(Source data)
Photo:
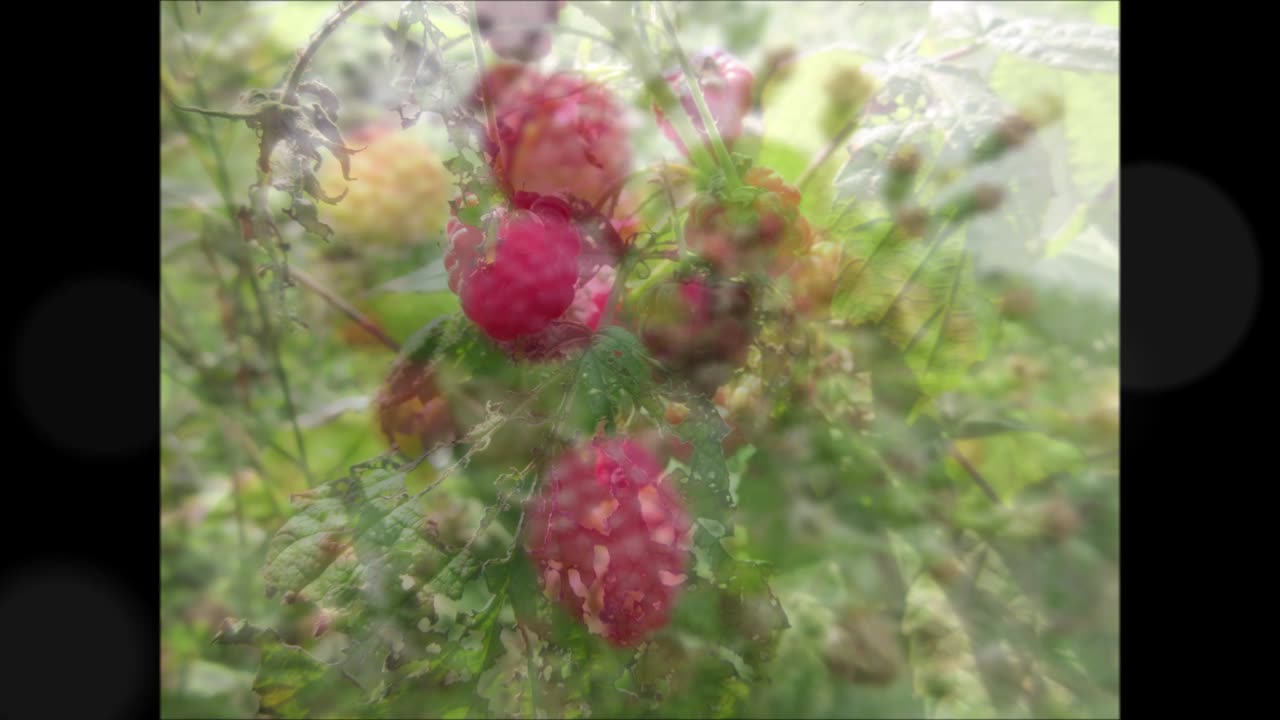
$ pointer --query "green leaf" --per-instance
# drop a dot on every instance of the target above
(430, 278)
(1074, 46)
(433, 338)
(924, 297)
(613, 370)
(707, 483)
(291, 682)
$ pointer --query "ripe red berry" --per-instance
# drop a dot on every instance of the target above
(517, 30)
(411, 411)
(764, 235)
(571, 331)
(557, 135)
(609, 538)
(526, 278)
(576, 235)
(726, 85)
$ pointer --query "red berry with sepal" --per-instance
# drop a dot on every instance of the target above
(525, 278)
(726, 86)
(556, 135)
(609, 538)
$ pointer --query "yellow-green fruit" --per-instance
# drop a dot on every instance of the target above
(398, 195)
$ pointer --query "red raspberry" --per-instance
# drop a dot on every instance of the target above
(609, 538)
(517, 30)
(556, 135)
(411, 411)
(766, 235)
(699, 328)
(599, 250)
(526, 278)
(572, 329)
(726, 85)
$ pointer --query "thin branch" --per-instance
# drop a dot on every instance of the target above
(695, 90)
(295, 78)
(977, 477)
(306, 281)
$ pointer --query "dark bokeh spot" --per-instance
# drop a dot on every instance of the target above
(1192, 282)
(76, 354)
(72, 647)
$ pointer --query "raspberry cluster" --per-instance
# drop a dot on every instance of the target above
(540, 287)
(556, 135)
(525, 278)
(609, 538)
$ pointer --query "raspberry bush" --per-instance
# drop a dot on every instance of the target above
(753, 376)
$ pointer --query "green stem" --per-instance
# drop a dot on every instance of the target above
(641, 55)
(695, 90)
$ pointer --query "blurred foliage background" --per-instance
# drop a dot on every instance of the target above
(979, 609)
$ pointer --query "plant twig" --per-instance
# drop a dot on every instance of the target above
(295, 78)
(306, 281)
(977, 477)
(700, 101)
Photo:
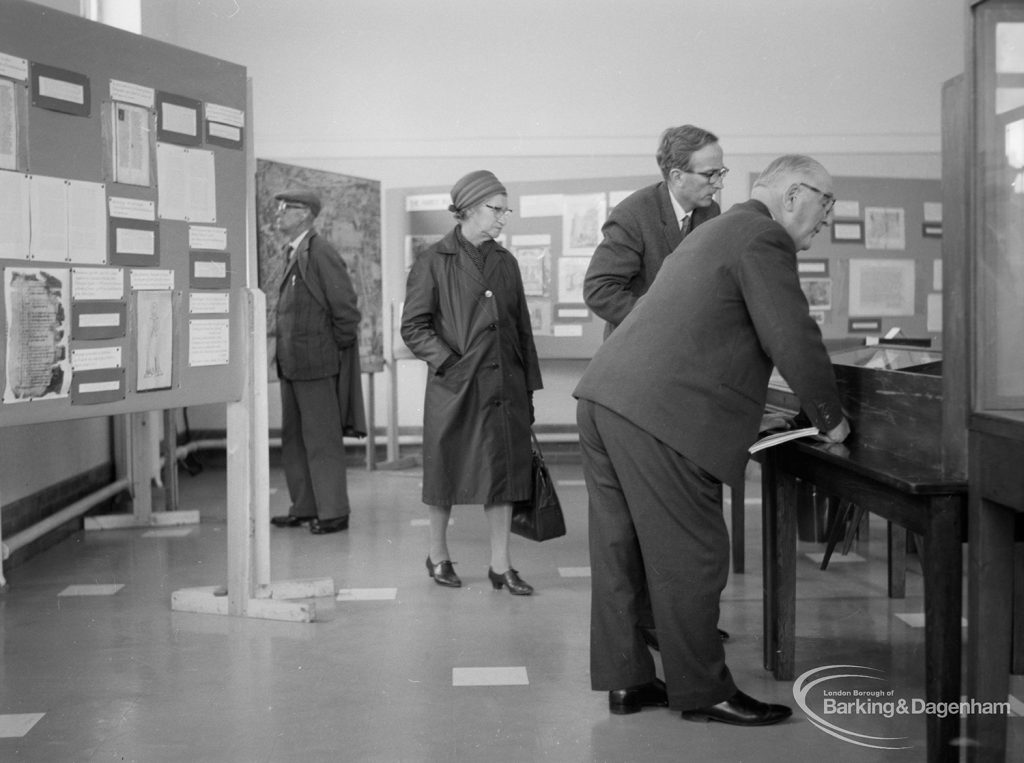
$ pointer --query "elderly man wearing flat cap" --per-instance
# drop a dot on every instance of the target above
(466, 316)
(316, 331)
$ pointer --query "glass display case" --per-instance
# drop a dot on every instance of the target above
(998, 209)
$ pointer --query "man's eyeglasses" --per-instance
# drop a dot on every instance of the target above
(500, 212)
(712, 176)
(827, 200)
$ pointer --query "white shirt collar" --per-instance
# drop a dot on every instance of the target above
(680, 212)
(294, 244)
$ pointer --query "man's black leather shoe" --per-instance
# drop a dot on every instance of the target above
(624, 702)
(650, 637)
(287, 520)
(323, 526)
(740, 710)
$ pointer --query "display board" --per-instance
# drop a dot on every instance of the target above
(553, 232)
(350, 219)
(123, 237)
(880, 264)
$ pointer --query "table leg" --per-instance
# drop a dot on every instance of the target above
(737, 501)
(943, 600)
(897, 561)
(769, 513)
(990, 559)
(787, 490)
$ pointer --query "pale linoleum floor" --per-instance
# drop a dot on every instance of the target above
(96, 667)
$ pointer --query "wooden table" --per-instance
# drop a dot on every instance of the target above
(913, 496)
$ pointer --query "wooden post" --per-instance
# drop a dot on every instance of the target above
(249, 591)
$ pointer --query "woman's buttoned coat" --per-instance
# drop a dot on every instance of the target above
(476, 415)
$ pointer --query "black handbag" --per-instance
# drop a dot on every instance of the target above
(540, 517)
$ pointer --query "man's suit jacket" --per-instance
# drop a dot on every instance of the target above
(690, 365)
(317, 315)
(639, 234)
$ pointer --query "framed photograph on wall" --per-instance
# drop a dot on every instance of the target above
(818, 293)
(848, 231)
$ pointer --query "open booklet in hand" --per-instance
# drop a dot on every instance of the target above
(778, 437)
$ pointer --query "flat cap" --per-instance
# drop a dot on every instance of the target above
(301, 196)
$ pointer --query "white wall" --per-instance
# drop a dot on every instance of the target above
(417, 92)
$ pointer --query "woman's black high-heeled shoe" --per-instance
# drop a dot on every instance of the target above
(443, 574)
(511, 579)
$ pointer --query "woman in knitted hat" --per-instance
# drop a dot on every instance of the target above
(466, 316)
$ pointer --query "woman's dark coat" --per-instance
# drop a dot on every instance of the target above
(476, 418)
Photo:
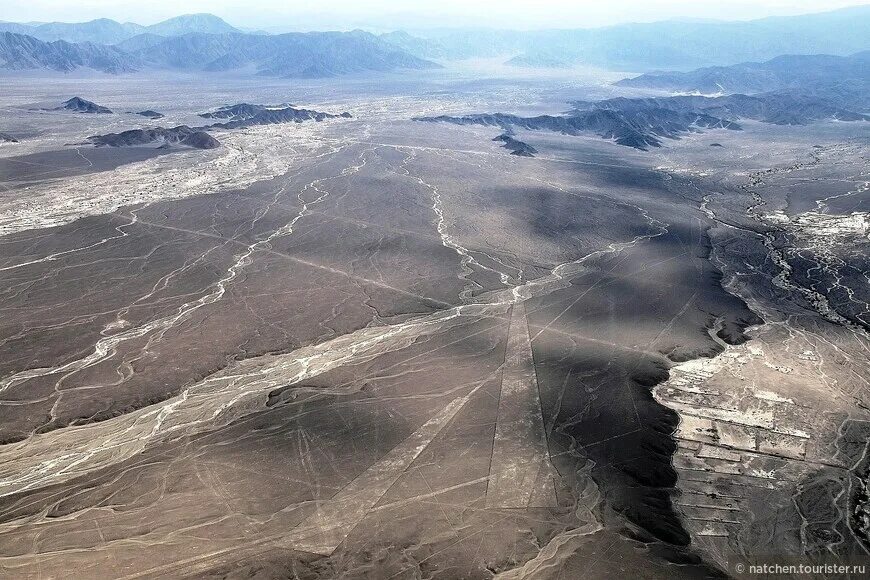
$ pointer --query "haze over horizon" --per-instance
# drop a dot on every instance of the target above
(303, 15)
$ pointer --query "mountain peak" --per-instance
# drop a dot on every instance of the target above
(187, 23)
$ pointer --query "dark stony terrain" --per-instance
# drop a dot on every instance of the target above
(373, 347)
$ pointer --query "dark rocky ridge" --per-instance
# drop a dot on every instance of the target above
(151, 114)
(80, 105)
(247, 115)
(643, 123)
(783, 72)
(515, 146)
(239, 116)
(182, 135)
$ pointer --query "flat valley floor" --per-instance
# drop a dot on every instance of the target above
(379, 348)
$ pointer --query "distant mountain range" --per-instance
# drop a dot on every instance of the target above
(313, 54)
(644, 122)
(659, 45)
(106, 31)
(316, 54)
(205, 42)
(21, 52)
(824, 75)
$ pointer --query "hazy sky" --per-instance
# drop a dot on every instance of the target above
(389, 14)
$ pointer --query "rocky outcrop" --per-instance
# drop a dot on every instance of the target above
(80, 105)
(157, 136)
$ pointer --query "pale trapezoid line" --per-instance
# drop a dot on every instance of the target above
(323, 531)
(520, 470)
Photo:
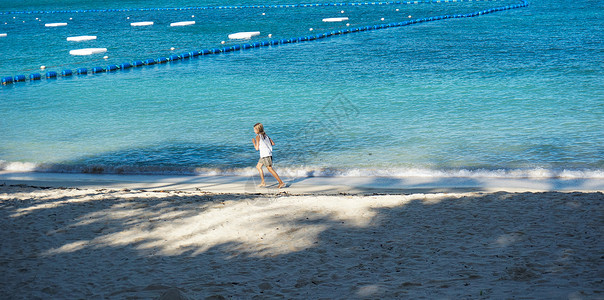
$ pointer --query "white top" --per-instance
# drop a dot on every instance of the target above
(265, 147)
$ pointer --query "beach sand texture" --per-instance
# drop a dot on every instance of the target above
(119, 244)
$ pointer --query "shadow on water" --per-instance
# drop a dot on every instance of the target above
(109, 244)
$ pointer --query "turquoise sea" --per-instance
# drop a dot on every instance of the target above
(513, 93)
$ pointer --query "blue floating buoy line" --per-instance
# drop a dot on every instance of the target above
(274, 42)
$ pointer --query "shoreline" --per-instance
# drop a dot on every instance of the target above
(301, 185)
(176, 244)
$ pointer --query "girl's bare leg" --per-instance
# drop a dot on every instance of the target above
(259, 167)
(270, 169)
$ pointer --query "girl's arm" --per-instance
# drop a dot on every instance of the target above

**Required action**
Could you set down every entry again exactly as written, leaving out any pictures?

**Result**
Photo:
$ pointer --query "green leaf" --per-instance
# drop a dot on every instance of the target above
(430, 278)
(1074, 46)
(433, 338)
(924, 297)
(613, 370)
(707, 483)
(291, 682)
$ pointer --query "ripe red berry" --per-instance
# drop a dot on every instance of the target above
(517, 30)
(411, 411)
(764, 235)
(571, 331)
(557, 135)
(609, 538)
(526, 278)
(576, 235)
(726, 85)
$ pointer --query "red berry with sepal" --per-instance
# drop a dot on every instance of the target above
(525, 278)
(726, 86)
(556, 135)
(609, 538)
$ pointer --query "yellow-green fruit" --per-instance
# drop a dot on every instance of the target above
(398, 195)
$ pointer --query "red raspberry" --per-instance
# drop a dot on every instance of the target above
(609, 538)
(517, 30)
(556, 135)
(411, 411)
(766, 235)
(699, 328)
(599, 250)
(526, 278)
(572, 329)
(726, 85)
$ pointer --query "thin branch" --per-instance
# drop a dot on every instance of the target above
(695, 90)
(295, 78)
(977, 477)
(306, 281)
$ pointer --query "dark bokeh spot" --per-instance
# drop a dot on every instance of the target above
(1192, 282)
(76, 354)
(72, 647)
$ pointer --query "raspberry cluster" --per-instance
# drop a dot on every instance of the target above
(540, 287)
(556, 135)
(525, 278)
(609, 538)
$ pointer --query "raspberry bush" --per-instance
# drop a dot on every instance of the target above
(753, 376)
$ pointer --query "green stem" --per-instance
# drop a dot on every instance of the target above
(641, 55)
(695, 90)
$ pointer --query "blurred foliage background" --per-instance
# drop a dot on every instance of the target above
(979, 609)
$ pointer --query "plant twig" --per-instance
# drop a dot on every instance of the target above
(295, 78)
(306, 281)
(977, 477)
(700, 101)
Photo:
$ pointer --query "elderly man wearing flat cap" --per-instance
# drop a dot on every instance of the target above
(466, 316)
(316, 331)
$ pointer --query "glass display case" --per-instance
# drop a dot on every instance of the target above
(998, 209)
$ pointer --query "man's eyeglasses" --per-instance
# drop a dot on every instance of the target above
(500, 212)
(712, 176)
(827, 200)
$ pointer --query "white shirt collar" --per-instance
# drop a dot on every instance of the target above
(680, 212)
(294, 244)
$ pointer --query "man's black leather shoe" --per-instance
# drop a dot on every instance of the target above
(624, 702)
(650, 637)
(287, 520)
(323, 526)
(740, 710)
$ pointer --query "display board" --per-instance
# drop a dot on every instance of the target above
(553, 232)
(350, 219)
(123, 237)
(880, 264)
$ pointer --query "table leg" --per-instance
# drop a dot on every instance of the target above
(737, 501)
(943, 600)
(897, 561)
(769, 513)
(990, 559)
(787, 490)
$ pointer --query "pale linoleum floor" --per-instance
# drop a dot on every instance of the target above
(96, 667)
$ pointer --query "wooden table" --per-instance
# drop a dot on every instance of the target above
(913, 496)
$ pointer --query "wooden post" --per-instance
# drop a dot on every instance of the target above
(249, 591)
$ pointer --query "woman's buttoned coat" --per-instance
# drop a dot on every instance of the target above
(476, 415)
$ pointer --query "black handbag" --per-instance
# drop a dot on every instance of the target above
(540, 517)
$ pointer --query "man's suit jacket" --per-instance
# drop a dot on every instance of the target above
(690, 365)
(317, 315)
(639, 234)
$ pointer --query "framed photograph on wall" --per-instance
# drop a dot on every instance of the target above
(818, 293)
(848, 231)
$ pointer --query "open booklet in hand" --per-instance
# drop a dot on every instance of the target above
(778, 437)
$ pointer --query "flat cap" --per-instance
# drop a dot on every instance of the target above
(301, 196)
$ pointer --query "white wall" --per-instance
# drop a dot on every instance of the target above
(417, 92)
$ pointer --query "woman's black high-heeled shoe" --per-instance
# drop a dot on every instance of the target above
(443, 574)
(511, 579)
$ pointer --query "woman in knitted hat" --per-instance
# drop a dot on every instance of the target above
(466, 316)
$ pointer --query "woman's dark coat" --per-instance
# drop a dot on every instance of the target above
(476, 418)
Photo:
$ pointer --query "haze over horizon" --per-instance
# drop a dot on every instance of the target above
(303, 15)
$ pointer --query "mountain peak" --per-instance
# drop a dot on every instance of the target above
(187, 23)
$ pointer --query "dark stony terrain" --per-instance
# drop a dot on every instance of the target above
(373, 347)
$ pointer --query "dark rocky ridge" --per-instance
# drop a dot on every instance of the target above
(151, 114)
(80, 105)
(247, 115)
(643, 123)
(783, 72)
(515, 146)
(239, 116)
(182, 135)
$ pointer --query "flat valley floor" --per-instance
# drop a dot on every instance of the target above
(379, 348)
$ pointer --query "distant mountain range" --per-instance
# drop a dot on every instance of the target above
(313, 54)
(644, 122)
(659, 45)
(106, 31)
(316, 54)
(205, 42)
(21, 52)
(824, 75)
$ pointer --query "hazy sky" --per-instance
# drop a dot on every instance of the target above
(389, 14)
$ pointer --query "rocky outcrop" --per-instance
# drop a dot on every instance of the target above
(80, 105)
(157, 136)
$ pointer --query "pale trapezoid line" --per-instance
# drop a dot on every instance of the target above
(323, 531)
(520, 470)
Photo:
$ pointer --query "white top" --per-instance
# drop a dot on every instance of the target above
(265, 147)
$ pointer --query "beach sand texture" --per-instance
# drop a dot on every instance of the target above
(119, 244)
$ pointer --query "shadow on water" --per-instance
# drop a dot on every instance of the target above
(109, 244)
$ pointer --query "turquoise sea" --per-instance
# drop a dot on every instance of the target above
(513, 93)
$ pointer --query "blue floating buoy line" --per-instance
# drop a dot on every instance of the target above
(274, 42)
$ pointer --query "shoreline" --per-instance
# drop a dot on every instance of the target above
(301, 185)
(176, 244)
$ pointer --query "girl's bare leg" --per-instance
# drop a dot on every instance of the target above
(259, 167)
(270, 169)
$ pointer --query "girl's arm" --per-instance
# drop a dot on every instance of the target above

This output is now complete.